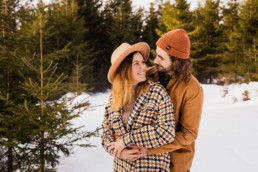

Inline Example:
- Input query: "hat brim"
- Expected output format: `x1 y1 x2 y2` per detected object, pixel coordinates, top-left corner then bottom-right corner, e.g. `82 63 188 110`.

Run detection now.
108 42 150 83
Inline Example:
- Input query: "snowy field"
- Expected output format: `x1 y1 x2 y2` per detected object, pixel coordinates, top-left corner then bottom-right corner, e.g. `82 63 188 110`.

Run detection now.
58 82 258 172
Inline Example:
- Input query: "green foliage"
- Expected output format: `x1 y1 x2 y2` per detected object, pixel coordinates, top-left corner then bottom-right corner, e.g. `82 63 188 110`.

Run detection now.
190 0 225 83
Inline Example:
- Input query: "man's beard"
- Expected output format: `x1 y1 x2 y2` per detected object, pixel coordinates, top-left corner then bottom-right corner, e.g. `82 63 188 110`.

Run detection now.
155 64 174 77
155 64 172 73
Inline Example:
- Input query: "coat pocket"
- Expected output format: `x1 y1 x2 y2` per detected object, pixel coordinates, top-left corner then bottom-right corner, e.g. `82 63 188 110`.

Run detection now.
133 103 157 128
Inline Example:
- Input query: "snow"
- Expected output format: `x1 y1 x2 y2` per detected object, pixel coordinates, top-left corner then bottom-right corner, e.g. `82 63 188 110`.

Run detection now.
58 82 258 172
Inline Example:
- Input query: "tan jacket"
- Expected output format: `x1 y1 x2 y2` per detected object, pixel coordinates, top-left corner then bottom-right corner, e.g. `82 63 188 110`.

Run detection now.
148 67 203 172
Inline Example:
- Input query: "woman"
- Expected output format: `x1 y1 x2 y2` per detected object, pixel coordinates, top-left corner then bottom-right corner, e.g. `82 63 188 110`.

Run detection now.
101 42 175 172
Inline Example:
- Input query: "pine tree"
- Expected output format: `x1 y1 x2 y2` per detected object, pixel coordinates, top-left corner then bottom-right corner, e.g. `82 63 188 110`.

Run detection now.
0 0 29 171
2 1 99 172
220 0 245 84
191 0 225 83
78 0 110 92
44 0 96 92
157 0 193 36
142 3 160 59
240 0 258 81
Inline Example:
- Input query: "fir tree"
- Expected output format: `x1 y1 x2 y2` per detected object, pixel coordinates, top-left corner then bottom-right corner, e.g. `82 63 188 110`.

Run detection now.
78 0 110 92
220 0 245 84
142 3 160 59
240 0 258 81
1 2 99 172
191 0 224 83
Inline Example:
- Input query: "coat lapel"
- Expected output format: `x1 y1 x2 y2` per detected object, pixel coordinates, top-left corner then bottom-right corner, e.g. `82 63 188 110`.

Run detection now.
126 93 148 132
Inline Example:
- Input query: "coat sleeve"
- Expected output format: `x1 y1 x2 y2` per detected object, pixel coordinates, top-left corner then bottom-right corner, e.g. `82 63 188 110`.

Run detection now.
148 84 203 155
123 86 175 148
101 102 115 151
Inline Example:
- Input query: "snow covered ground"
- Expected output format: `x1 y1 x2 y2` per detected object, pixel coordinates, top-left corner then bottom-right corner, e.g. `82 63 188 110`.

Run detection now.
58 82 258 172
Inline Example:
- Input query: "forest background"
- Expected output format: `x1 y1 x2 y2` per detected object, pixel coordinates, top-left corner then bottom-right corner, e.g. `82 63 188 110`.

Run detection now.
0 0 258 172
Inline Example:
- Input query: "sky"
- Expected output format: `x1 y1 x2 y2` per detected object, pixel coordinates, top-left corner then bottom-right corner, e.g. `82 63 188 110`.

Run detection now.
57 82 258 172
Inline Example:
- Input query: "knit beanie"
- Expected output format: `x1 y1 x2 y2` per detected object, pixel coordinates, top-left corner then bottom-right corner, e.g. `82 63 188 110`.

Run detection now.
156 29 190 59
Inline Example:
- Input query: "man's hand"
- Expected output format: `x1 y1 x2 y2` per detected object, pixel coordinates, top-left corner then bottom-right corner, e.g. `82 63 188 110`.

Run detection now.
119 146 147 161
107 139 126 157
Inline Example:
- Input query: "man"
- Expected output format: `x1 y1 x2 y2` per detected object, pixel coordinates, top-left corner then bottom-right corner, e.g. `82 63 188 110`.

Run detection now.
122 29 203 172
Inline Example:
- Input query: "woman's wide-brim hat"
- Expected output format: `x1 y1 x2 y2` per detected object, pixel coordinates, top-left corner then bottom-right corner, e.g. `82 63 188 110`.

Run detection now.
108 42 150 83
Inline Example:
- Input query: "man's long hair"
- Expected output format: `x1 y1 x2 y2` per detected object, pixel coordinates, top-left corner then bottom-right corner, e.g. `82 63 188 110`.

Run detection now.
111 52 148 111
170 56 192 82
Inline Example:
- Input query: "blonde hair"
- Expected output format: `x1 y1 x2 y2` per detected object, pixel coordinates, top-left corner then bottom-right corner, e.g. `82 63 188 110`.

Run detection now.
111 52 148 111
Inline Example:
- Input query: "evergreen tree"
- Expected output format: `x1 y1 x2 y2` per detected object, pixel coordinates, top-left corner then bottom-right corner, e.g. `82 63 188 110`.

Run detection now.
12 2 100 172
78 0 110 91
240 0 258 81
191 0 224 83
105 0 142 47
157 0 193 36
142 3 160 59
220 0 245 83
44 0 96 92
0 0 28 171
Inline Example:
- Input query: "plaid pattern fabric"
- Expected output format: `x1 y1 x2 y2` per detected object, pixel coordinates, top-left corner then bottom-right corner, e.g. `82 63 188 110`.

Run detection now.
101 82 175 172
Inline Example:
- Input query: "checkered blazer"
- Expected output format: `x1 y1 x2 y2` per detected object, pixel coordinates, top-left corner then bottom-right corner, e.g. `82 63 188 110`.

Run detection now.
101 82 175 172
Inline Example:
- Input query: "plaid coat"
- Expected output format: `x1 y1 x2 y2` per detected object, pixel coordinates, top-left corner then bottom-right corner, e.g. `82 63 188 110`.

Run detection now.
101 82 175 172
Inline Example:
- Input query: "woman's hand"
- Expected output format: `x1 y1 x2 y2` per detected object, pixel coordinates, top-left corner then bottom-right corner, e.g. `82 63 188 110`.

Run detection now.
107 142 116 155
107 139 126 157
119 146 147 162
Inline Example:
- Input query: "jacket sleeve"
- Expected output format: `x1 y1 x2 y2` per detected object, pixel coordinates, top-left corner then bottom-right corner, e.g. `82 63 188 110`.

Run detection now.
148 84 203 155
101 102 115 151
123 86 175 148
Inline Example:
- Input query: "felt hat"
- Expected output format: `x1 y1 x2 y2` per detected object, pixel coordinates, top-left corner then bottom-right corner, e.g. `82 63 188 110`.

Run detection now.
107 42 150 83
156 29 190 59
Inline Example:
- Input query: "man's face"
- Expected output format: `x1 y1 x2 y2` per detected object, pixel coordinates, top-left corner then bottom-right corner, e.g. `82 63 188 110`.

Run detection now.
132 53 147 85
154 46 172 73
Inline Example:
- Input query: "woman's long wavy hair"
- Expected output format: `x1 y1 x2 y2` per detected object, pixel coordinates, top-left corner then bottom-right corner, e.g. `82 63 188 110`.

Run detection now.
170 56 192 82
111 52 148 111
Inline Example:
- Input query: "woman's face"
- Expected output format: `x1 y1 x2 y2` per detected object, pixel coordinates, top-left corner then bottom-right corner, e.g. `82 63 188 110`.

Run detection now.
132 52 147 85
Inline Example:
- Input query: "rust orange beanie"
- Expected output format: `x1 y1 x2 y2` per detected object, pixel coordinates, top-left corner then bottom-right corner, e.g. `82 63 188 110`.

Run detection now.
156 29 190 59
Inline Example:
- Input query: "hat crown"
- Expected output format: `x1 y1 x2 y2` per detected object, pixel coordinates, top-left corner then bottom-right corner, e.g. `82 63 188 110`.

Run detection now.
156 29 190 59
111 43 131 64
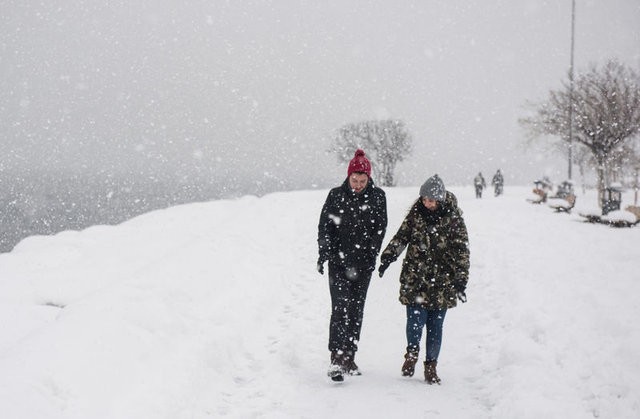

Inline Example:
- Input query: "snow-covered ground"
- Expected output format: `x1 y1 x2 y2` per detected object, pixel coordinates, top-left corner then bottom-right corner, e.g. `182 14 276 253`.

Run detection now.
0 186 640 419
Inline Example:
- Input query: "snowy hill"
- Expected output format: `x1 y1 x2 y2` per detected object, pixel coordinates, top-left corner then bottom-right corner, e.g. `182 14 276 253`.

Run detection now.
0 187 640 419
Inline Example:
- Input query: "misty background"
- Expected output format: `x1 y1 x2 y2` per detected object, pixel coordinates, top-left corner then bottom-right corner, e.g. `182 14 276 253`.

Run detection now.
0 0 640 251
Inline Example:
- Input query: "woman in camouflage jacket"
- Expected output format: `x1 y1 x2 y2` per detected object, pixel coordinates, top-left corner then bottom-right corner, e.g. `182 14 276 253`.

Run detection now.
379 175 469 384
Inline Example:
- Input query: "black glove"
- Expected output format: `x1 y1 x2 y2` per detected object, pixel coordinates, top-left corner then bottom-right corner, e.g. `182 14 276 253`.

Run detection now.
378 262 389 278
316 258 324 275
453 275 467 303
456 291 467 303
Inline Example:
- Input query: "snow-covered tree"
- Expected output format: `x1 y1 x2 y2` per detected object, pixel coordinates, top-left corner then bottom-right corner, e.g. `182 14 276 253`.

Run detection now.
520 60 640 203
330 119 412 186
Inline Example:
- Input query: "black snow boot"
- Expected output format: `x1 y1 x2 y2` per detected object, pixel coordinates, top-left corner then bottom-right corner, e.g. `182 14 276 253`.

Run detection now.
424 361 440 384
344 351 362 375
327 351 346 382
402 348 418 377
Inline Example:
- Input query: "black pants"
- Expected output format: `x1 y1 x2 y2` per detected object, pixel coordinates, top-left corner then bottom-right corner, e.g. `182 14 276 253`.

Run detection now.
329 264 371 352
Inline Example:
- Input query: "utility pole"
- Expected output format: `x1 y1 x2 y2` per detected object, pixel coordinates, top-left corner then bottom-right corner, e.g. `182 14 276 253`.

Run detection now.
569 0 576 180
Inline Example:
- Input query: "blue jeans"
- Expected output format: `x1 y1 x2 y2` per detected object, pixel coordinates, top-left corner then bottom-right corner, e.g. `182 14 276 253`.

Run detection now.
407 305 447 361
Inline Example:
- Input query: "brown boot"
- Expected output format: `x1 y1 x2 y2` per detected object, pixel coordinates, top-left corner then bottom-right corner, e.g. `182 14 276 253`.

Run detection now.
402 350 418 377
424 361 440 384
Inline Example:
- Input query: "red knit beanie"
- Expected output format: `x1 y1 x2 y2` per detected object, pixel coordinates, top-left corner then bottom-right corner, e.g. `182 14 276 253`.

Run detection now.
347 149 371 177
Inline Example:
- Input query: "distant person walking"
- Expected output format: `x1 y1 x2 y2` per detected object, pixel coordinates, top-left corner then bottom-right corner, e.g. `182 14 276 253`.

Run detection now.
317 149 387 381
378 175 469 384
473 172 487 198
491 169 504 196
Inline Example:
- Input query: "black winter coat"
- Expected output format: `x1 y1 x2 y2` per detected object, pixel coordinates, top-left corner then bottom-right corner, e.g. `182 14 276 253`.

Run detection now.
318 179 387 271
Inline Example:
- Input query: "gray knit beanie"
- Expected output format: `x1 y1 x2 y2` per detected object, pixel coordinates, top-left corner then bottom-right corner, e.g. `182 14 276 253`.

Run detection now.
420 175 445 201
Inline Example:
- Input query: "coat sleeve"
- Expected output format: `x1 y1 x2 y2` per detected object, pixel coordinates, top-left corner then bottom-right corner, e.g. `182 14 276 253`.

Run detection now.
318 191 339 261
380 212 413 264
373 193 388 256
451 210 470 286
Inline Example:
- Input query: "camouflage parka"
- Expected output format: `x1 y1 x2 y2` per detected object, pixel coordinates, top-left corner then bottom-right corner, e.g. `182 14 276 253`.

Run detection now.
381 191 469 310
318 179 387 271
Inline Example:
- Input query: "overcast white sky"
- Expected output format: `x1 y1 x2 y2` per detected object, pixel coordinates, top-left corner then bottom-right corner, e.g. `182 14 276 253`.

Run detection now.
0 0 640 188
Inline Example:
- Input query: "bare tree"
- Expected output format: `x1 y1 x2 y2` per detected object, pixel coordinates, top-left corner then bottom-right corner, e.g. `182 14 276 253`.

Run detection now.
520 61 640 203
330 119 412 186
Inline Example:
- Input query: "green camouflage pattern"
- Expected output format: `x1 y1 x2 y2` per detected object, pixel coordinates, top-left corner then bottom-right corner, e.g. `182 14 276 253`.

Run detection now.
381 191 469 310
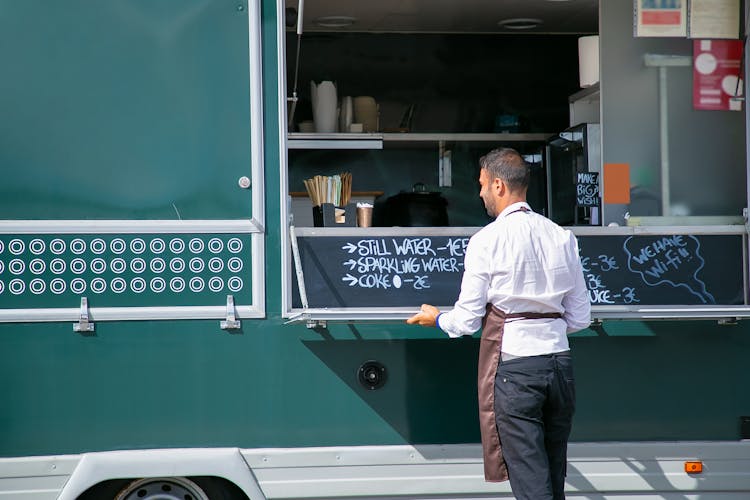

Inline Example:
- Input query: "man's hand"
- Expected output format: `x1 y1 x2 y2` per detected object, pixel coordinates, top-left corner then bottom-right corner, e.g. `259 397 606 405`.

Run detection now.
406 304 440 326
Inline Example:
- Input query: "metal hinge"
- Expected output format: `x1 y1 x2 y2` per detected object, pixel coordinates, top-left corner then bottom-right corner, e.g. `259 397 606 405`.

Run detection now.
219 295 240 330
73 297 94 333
※ ※ ※
Could you convert the listing above, from its start up to and including the line with "133 103 157 128", into a numbered list with no blank lines and no pictures?

• _RESULT_:
1. Inline Example:
2. - Input query: "hat brim"
3. - Expected output format: `x1 y1 x2 y2` per detected object, pixel coordinates, top-left corner then bottom-right corner, e.g. `82 63 188 110`.
4. Run detection now.
5. 108 42 150 83
6. Inline Example:
7. - Input query: "snowy field"
8. - Expected output format: `x1 y1 x2 y2` per detected object, pixel coordinates, top-left corner then bottom-right corner, e.g. `82 63 188 110`.
9. Run detection now.
10. 58 82 258 172
11. Inline Example:
12. - Input query: "green foliage"
13. - Expected output format: `x1 y1 x2 y2` per detected object, pixel coordinates, top-left corner then bottom-right corner, e.g. `82 63 188 110`.
14. Run detection now.
15. 190 0 225 83
16. Inline Example:
17. - Input query: "man's beard"
18. - Expected output format: `x1 y1 x2 y2` per detected object, pixel coordinates, top-left corner then bottom-right corner, e.g. `82 63 188 110`.
19. Run detection now.
20. 155 64 174 77
21. 155 64 172 73
22. Inline Example:
23. - Input query: "coat pocket"
24. - Expected output format: `x1 y1 x2 y2` per detected object, pixel coordinates, top-left corner then bottom-right corner, e.g. `82 63 188 110`.
25. Run detection now.
26. 133 103 157 128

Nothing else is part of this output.